• Fragmento seleccionado:
───

¿Salvará la cultura a las ciudades?

Entiendo que cualquier debate sobre cultura en Barcelona requiere situar la reflexión en el momento en que vivimos, no sólo en Barcelona sino en el escenario global. Y no sólo en la coyuntura concreta que ha marcado el procés o la profunda crisis económica que atravesamos, sino en un marco de cambio de época. En ese escenario, la ciudad vuelve a estar en primer plano. Aunque resulta difícil referirnos a un modelo de ciudad. Todas las ciudades buscan su propio camino en ese marco de incertidumbre general.

Más globalización y también más localización convierten a la ciudad y su entorno en el sitio en el que las cosas ocurren. Un espacio de posibilidades y como tal un espacio de conflictos. Hablar de ciudad ha sido siempre sinónimo de hablar de capacidades y de carencias. En la ciudad se enfrentan relatos distintos sobre qué futuro es deseable y desde dónde encarar las posibles salidas. Culturas de la competencia y de la colaboración, de memoria o patrimonio, pero también de innovación y alternatividad. Culturas establecidas y culturas ocultadas o emergentes. Hablar de cultura urbana o de cultura de ciudad inevitablemente nos lleva a hablar de valores, de política.

Ciudad

El concepto de ciudad ha tenido y tiene muchas acepciones. La más evidente es la que relaciona ciudad con lugar. Como lugar específico, con particularidades espaciales de centro y periferia, con densidades propias. Ciudad como conjunto de objetos, edificios y espacios. Diferentes ciudades tienen diferentes constelaciones de elementos. Ciudad como conjunto de prácticas sociales que se configura a lo largo de los años. Ciudad con memoria y memorias de distintas ciudades. No hay un único texto, un único relato de lo que es una ciudad.

───

• Tareas:
**A.** Resume en dos oraciones el fragmento sobre la cultura y la ciudad.
**B.** Continúa, por favor, el fragmento sobre la cultura y la ciudad a partir de su última oración.
Las filas son material aparte, sin relación con el fragmento.

───

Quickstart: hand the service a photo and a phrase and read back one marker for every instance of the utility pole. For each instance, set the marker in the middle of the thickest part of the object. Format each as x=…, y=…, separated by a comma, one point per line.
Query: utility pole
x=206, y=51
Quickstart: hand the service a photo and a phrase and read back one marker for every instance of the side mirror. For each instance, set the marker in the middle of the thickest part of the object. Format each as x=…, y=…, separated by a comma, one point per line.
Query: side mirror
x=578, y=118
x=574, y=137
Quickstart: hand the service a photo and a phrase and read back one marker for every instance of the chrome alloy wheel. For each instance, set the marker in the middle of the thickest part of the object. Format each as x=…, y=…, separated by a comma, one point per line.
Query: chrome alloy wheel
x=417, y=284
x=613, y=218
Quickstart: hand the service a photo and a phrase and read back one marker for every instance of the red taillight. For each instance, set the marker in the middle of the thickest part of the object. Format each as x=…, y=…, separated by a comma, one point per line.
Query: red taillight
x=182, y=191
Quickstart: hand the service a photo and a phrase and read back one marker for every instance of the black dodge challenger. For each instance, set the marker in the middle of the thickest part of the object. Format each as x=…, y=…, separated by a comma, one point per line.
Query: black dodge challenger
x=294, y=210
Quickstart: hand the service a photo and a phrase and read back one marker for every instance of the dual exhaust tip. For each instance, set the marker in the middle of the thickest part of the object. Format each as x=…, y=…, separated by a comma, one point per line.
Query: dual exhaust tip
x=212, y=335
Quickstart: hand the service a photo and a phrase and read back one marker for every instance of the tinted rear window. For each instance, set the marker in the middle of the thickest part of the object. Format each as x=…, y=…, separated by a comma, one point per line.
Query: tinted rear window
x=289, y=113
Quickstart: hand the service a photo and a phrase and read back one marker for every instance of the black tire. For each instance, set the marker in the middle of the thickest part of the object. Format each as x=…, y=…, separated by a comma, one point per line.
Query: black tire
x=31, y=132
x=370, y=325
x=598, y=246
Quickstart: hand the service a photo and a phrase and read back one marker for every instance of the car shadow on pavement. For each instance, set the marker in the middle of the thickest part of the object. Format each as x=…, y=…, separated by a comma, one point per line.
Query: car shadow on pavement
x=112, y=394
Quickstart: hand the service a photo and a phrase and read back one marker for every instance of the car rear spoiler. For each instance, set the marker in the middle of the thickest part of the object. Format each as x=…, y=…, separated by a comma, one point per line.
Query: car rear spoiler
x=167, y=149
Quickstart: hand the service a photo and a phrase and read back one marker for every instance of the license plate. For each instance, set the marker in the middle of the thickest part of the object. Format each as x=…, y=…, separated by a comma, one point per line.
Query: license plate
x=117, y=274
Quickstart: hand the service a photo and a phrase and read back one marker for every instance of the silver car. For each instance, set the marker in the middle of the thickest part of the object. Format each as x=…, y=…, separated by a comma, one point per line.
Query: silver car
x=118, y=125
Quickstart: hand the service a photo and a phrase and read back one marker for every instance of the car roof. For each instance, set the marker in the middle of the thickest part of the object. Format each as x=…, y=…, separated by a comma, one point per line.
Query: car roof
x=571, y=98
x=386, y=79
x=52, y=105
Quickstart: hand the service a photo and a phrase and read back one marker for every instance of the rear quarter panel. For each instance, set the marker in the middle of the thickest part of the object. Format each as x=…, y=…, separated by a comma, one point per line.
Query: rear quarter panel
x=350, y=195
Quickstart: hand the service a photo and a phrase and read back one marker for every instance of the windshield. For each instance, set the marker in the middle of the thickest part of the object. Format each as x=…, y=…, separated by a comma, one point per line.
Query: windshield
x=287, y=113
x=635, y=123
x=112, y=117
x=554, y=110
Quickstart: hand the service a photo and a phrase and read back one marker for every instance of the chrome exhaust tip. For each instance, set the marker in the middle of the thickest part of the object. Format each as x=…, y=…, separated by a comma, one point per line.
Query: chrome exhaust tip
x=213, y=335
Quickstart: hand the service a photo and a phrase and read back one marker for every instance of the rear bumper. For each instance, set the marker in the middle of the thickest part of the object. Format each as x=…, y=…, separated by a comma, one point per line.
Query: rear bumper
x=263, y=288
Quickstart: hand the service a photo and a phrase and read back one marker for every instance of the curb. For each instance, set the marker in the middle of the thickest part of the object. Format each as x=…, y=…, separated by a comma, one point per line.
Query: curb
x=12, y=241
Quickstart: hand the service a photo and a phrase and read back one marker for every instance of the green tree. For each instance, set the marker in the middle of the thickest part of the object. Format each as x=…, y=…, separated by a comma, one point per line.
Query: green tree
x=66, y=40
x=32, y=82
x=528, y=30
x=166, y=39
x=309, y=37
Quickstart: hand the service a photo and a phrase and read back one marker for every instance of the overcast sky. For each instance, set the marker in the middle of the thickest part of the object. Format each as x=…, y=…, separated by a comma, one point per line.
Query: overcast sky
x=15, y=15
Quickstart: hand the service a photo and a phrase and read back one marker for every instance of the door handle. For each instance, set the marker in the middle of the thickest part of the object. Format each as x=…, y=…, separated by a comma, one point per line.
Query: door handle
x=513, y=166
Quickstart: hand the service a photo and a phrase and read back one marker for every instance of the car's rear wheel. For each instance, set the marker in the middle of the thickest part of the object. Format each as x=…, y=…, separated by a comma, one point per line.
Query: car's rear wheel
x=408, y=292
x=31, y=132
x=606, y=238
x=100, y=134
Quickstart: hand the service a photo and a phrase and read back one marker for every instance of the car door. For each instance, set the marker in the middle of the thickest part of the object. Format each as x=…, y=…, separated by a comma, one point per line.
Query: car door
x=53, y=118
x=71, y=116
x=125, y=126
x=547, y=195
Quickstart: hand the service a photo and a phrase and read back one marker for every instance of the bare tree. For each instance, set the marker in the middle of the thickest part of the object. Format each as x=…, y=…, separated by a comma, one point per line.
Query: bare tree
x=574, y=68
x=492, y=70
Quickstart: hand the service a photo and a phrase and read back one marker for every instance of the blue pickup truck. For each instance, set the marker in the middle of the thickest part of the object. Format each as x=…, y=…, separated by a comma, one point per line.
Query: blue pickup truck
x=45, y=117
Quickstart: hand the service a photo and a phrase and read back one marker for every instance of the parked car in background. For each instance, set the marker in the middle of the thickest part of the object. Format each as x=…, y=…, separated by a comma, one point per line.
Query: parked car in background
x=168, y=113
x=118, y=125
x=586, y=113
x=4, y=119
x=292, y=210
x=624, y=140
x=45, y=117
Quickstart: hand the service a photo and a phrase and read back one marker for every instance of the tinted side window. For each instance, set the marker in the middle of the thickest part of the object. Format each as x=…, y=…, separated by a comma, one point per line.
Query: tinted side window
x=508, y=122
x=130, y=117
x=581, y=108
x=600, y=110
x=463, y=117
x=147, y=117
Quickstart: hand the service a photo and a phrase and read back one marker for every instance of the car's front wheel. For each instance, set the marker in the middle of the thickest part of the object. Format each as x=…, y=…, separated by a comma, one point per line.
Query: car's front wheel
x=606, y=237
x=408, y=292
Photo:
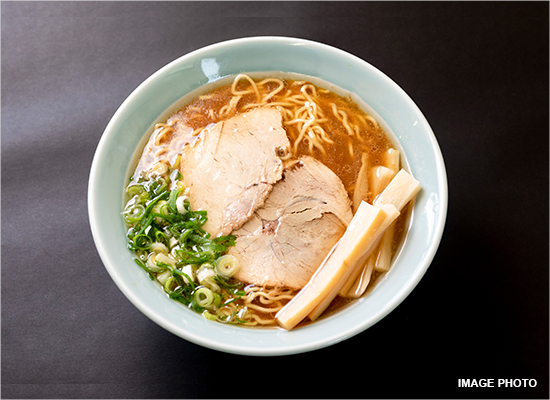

───

• Respuestas:
**A.** Todo debate sobre cultura en Barcelona debe situarse en el momento en que vivimos, en un marco global de cambio de época, en el que la ciudad vuelve a estar en primer plano como espacio de posibilidades y de conflictos entre relatos distintos sobre el futuro deseable. El concepto de ciudad tiene muchas acepciones, como lugar, como conjunto de objetos, edificios y espacios y como conjunto de prácticas sociales, y no hay un único relato de lo que es una ciudad.

**B.**
Pero la ciudad no es sólo un lugar. Va más allá. La ciudad alberga dinámicas no directamente visibles. La ciudad cobija un gran conjunto de intercambios y flujos. Es por tanto lugar de intermediación y de transferencia. Fluyen ideas, datos, informaciones varias y también intereses y dinero. Y no sólo eso. En ese espacio se concentran sentimientos. La ciudad como escenario en el que la gente vive, ama, sufre, cuida. Sin olvidar esa otra ciudad que atesora creencias, valores, y que precisamente hace que distingamos a una ciudad de otra. Lo que es aceptable en una ciudad, no lo es en otra. Lo que a una ciudad le enorgullece, en otra puede ser visto como una anomalía a corregir.

Hablábamos de memoria y memorias. Por tanto, ciudad también como tiempo. Las ciudades han sido, son y serán. Memoria, presente y futuro. Las ciudades se mueven con ritmos distintos, según atiendan más a una dimensión que a otra. Permiten moverse rápido y despacio. Tienen ciclos y rutinas, pero también sorpresas. Sitios para contemplar, sitios para cambiar. Las ciudades son historia. Pero sus distintas gentes, sus distintos lu­gares tienen sus propias historias. Nunca las mismas, nunca prede­cibles, pero persistentes. En definitiva, como decía Lefebvre, la ciudad es una gran máquina de posibilidades.

Flujos e interacciones

¿De qué hablamos pues cuando nos referimos a cultura y ciudad? Hablamos de cultura de ciudad, pero también de cultura urbana. De ciudad cultural y de política cultural.

Hay diferentes ciudades para distintas gentes. No tenemos por qué confundir la ciudad con la representación que cada uno tenemos de ella. Postulamos una ciudad en la que espectador y actor puedan intercambiarse constantemente. El carácter urbano de esa producción e intercambio cultural es relevante para poder pensar en términos de cultura y ciudad.

La ciudad se construye y se delinea desde las intenciones que sobre ella tienen distintos actores con recursos de poder, sean estos financieros o tecnológicos. Las instituciones tienen la obligación de regular esa dinámica desde sus posiciones de valor. Pero más allá de esos diversos planes e intenciones, al final es la gente, los distintos individuos y colectivos, los que hacen o no suyas esas intenciones. Improvisan o siguen el plan. O ambas cosas a la vez. La cotidianidad, las distintas formas de usar, in­corporar, tomar la ciudad, acaban generando culturas urbanas específicas.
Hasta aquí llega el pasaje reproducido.